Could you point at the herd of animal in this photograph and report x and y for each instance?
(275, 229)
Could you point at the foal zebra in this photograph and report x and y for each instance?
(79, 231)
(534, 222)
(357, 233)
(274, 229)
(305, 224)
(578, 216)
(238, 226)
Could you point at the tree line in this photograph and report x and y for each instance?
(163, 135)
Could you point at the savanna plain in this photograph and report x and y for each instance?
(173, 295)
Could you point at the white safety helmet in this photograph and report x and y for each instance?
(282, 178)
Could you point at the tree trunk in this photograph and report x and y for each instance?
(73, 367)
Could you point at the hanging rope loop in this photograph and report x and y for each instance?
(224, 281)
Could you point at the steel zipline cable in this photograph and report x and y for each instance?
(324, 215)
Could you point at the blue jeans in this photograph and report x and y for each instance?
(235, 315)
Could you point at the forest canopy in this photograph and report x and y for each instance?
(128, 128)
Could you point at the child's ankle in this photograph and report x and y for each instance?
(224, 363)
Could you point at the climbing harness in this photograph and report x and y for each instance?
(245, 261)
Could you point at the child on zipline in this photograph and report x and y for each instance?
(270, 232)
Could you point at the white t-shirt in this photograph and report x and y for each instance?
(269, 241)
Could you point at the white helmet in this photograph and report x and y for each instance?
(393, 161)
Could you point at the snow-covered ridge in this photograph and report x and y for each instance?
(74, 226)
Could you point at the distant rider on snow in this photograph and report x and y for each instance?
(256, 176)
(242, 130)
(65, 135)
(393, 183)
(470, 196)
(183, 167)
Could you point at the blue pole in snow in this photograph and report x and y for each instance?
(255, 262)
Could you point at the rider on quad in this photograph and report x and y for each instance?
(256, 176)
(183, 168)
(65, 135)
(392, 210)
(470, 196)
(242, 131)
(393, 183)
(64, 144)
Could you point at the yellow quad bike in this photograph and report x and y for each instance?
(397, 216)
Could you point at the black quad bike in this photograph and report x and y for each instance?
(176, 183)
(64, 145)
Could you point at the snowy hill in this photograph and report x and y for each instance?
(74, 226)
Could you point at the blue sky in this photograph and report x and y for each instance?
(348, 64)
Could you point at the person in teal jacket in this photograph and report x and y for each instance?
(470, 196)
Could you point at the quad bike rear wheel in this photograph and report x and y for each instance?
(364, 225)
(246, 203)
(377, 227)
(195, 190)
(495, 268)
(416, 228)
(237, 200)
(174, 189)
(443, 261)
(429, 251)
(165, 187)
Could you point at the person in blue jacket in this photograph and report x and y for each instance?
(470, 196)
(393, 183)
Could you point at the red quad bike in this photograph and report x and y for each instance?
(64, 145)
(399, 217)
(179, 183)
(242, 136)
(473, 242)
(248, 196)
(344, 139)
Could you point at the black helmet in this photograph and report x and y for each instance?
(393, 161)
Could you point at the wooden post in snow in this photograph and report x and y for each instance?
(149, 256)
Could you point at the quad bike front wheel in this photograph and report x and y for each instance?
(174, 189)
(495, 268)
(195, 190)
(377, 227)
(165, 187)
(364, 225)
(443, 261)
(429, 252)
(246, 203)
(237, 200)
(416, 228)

* _Stated goal_: Extract verbatim every line of the data, starting at the line that contains "Could you point at the wooden" and ending at the last line of the data, with both ends included.

* _Finished exercise_:
Could you point at the wooden post in snow in this photograph and report x and y for each instance?
(149, 256)
Could you point at the quad bike front wheel in this photograph and report x and y for each instance?
(174, 189)
(495, 268)
(195, 190)
(377, 227)
(165, 187)
(364, 225)
(443, 261)
(429, 252)
(246, 203)
(237, 200)
(416, 228)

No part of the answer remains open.